* Begin Extract to read *
## Text Completion - SamSum 

This sample shows how use `text-completion` components from the `azureml` system registry to fine tune a model to summarize a dialog between 2 people using samsum dataset. We then deploy the fine tuned model to an online endpoint for real time inference.

### Training data
We will use the [samsum](https://huggingface.co/datasets/samsum) dataset. This dataset is intended to summarize dialogues between 2 people. with this notebook we will summarize the dialogues and calculate bleu and rouge scores for the summarized text vs provided ground_truth summaries

### Model
We will use the `llama-2-7b` model to show how user can finetune a model for text-completion task. If you opened this notebook from a specific model card, remember to replace the specific model name. Optionally, if you need to fine tune a model that is available on HuggingFace, but not available in `azureml` system registry, to do so [import](https://github.com/Azure/azureml-examples/blob/main/sdk/python/foundation-models/system/import/import_model_into_registry.ipynb) the model.

### Outline
* Pick a model to fine-tune.
* End Extract to read *
* Begin Data rows *
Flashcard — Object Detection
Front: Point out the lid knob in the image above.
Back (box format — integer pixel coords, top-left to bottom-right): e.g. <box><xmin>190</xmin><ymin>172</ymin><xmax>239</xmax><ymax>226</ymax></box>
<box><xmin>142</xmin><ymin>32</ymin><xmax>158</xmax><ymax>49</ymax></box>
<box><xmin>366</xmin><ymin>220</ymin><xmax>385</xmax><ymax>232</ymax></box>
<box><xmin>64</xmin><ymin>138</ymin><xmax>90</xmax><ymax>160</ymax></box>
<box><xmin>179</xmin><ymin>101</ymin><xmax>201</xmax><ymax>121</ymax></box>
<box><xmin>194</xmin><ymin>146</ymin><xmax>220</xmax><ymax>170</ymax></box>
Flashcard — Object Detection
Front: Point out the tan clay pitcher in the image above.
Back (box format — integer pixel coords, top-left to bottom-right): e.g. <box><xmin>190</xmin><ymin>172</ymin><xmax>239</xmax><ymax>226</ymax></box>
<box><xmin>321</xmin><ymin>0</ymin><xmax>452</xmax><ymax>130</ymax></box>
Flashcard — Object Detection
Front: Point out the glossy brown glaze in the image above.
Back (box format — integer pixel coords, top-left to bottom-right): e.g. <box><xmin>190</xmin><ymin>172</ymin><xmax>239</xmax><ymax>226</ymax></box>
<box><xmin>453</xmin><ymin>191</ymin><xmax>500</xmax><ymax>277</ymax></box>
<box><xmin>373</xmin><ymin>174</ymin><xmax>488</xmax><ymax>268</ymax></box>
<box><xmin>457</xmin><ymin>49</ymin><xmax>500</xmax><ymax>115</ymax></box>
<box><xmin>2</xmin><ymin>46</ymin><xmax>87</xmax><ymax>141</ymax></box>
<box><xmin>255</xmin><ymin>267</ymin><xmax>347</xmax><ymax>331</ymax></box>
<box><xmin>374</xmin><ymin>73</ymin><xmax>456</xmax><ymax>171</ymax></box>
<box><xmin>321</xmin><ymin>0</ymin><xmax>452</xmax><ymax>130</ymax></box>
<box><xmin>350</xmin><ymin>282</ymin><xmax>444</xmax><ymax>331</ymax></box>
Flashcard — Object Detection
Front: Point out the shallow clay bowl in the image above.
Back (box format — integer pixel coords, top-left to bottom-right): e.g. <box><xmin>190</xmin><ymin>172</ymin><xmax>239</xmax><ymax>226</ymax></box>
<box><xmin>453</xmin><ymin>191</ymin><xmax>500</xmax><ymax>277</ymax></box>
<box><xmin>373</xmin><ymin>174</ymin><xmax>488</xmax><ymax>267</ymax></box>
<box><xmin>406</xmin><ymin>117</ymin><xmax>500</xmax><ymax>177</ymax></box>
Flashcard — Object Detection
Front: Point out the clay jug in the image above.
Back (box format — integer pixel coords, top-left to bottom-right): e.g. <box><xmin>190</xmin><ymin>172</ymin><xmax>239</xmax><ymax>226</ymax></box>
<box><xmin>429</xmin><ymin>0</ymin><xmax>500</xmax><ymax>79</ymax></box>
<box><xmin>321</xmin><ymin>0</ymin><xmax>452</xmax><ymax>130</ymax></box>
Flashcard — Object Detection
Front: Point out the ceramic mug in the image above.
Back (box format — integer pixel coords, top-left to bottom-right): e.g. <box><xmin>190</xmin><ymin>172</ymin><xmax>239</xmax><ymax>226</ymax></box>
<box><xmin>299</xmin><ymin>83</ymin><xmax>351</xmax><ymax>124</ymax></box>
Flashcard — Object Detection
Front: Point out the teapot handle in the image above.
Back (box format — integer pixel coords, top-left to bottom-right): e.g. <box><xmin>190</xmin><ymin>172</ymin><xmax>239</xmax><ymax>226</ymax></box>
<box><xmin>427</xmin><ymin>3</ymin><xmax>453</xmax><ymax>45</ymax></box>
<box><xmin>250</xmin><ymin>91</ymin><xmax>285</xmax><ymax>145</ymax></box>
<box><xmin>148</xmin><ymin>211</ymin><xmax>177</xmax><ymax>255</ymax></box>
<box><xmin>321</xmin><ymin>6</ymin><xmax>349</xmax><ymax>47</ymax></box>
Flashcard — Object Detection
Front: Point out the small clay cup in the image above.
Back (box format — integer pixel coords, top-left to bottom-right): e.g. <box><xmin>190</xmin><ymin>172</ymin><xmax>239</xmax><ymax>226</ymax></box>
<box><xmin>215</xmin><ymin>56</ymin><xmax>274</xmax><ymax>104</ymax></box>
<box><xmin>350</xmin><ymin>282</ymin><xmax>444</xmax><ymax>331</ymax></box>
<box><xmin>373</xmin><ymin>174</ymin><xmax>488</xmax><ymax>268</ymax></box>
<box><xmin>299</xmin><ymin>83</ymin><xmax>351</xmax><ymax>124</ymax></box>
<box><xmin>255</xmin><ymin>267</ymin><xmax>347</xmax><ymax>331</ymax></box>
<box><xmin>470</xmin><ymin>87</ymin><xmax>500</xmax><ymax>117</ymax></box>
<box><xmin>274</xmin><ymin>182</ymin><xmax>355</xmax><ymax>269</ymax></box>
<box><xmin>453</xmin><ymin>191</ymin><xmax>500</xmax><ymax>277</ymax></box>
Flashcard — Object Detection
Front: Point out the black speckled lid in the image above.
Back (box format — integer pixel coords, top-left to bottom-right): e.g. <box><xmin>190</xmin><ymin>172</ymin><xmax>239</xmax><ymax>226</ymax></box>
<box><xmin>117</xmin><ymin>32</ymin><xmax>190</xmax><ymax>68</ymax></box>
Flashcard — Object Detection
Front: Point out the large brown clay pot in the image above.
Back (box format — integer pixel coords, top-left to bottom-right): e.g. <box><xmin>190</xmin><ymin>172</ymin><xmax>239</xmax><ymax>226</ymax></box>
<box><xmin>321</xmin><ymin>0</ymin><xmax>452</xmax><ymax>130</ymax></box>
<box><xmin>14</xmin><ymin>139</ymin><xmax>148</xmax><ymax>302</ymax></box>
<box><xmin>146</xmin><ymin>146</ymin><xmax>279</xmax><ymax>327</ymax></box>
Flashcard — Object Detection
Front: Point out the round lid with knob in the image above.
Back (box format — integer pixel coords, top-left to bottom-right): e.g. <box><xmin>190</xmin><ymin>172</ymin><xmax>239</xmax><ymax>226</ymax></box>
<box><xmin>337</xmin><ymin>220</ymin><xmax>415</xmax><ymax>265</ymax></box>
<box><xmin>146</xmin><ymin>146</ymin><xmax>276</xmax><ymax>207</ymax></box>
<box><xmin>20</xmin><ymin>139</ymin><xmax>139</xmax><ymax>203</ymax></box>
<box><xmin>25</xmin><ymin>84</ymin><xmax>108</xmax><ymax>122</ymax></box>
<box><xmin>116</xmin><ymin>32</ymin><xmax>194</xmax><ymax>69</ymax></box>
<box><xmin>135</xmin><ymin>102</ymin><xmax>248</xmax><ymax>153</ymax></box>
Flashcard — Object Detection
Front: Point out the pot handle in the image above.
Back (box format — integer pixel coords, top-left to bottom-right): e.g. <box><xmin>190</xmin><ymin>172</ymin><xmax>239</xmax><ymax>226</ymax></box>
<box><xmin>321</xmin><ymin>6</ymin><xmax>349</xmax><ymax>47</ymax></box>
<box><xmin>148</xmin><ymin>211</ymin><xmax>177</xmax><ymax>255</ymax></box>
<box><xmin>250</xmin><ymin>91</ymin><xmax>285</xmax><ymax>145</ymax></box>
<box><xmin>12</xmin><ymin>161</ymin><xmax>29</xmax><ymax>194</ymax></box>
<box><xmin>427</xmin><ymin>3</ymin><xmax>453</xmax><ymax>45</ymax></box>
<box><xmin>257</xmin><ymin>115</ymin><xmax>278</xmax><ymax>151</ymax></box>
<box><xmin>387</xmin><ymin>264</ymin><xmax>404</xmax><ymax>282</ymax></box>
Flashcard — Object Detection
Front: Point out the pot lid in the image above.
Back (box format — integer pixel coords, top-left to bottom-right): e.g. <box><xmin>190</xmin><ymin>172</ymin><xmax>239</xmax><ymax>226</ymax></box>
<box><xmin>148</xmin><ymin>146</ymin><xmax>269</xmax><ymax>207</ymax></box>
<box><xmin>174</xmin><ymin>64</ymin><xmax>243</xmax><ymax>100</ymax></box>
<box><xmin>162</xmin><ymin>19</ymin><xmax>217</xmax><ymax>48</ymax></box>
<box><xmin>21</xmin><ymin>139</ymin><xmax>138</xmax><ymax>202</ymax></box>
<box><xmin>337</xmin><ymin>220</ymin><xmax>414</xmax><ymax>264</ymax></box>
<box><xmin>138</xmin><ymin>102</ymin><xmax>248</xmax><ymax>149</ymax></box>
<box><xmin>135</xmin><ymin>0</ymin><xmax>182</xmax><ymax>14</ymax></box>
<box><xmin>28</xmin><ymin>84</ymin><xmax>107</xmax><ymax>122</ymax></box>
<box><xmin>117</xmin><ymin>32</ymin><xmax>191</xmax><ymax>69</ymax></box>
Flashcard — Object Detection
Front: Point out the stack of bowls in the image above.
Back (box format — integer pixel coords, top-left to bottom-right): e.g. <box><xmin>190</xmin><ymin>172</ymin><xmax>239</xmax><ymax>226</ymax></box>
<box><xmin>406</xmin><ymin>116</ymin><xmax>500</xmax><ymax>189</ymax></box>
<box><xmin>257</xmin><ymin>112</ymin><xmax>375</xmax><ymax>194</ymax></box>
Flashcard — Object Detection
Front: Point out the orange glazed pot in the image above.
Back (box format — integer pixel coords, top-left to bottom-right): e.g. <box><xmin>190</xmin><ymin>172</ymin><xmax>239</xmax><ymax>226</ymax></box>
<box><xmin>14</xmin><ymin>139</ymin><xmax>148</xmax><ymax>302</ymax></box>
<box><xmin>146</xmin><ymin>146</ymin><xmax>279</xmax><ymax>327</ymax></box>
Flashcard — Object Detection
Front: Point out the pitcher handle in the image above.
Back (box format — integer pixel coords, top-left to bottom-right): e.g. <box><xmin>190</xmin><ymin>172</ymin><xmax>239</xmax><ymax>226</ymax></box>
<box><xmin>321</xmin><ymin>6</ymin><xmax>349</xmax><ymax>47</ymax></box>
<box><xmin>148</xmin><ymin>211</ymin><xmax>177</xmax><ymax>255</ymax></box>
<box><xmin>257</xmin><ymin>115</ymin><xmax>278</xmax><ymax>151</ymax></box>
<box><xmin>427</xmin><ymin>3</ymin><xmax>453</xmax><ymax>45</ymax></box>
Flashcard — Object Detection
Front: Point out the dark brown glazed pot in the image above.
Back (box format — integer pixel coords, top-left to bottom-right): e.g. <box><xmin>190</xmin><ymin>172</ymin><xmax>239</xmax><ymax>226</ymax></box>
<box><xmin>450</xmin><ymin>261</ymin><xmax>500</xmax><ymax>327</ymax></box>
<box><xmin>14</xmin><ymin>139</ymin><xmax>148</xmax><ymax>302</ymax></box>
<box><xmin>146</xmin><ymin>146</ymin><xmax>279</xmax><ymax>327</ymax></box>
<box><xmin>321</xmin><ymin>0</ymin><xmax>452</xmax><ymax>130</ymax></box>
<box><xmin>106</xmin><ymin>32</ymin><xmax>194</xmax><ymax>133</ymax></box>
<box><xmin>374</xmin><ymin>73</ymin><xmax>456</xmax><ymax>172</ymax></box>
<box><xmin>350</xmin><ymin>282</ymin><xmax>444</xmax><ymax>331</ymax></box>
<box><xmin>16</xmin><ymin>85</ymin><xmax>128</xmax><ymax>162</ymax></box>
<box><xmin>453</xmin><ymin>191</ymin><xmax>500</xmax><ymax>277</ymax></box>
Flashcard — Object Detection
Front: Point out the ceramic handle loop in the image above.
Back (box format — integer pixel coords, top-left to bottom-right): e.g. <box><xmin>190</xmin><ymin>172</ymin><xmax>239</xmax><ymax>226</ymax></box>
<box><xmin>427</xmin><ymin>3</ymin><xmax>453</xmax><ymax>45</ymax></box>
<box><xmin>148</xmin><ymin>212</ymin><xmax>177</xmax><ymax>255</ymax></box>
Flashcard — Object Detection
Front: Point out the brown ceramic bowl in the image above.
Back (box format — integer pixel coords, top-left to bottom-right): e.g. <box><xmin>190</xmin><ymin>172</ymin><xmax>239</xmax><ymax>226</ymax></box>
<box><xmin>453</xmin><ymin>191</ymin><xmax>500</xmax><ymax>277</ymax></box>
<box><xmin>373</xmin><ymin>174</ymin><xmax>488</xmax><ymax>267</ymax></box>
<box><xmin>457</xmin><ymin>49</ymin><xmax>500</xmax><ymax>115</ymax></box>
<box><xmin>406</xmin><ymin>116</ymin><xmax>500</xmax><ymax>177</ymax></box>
* End Data rows *
→ **Set problem 1**
Write out the part of the SamSum fine-tuning text starting with "This sample shows" and going on through "real time inference.".
→ **Set problem 2**
Write what comes next in the SamSum fine-tuning text, picking up after its last line.

→ **Result 1**
This sample shows how use `text-completion` components from the `azureml` system registry to fine tune a model to summarize a dialog between 2 people using samsum dataset. We then deploy the fine tuned model to an online endpoint for real time inference.

→ **Result 2**
* Pick and explore training data.
* Configure the fine tuning job.
* Run the fine tuning job.

### 1. Setup pre-requisites
* Install dependencies
* Connect to AzureML Workspace. Learn more at [set up SDK authentication](https://learn.microsoft.com/en-us/azure/machine-learning/how-to-setup-authentication?tabs=sdk). Replace  `<WORKSPACE_NAME>`, `<RESOURCE_GROUP>` and `<SUBSCRIPTION_ID>` below.
* Connect to `azureml` system registry
* Set an optional experiment name

Install dependencies by running below cell. This is not an optional step if running in a new environment.

In [None]:
%pip install azure-ai-ml
%pip install azure-identity

%pip install mlflow
%pip install azureml-mlflow

Install dependencies for download hugging face datasets.

In [None]:
%pip install datasets --upgrade
%pip install py7zr

In [None]:
from azure.ai.ml import MLClient
from azure.identity import (
    DefaultAzureCredential,
    InteractiveBrowserCredential,
)

try:
    credential = DefaultAzureCredential()
    credential.get_token("https://management.azure.com/.default")
except Exception as ex:
    credential = InteractiveBrowserCredential()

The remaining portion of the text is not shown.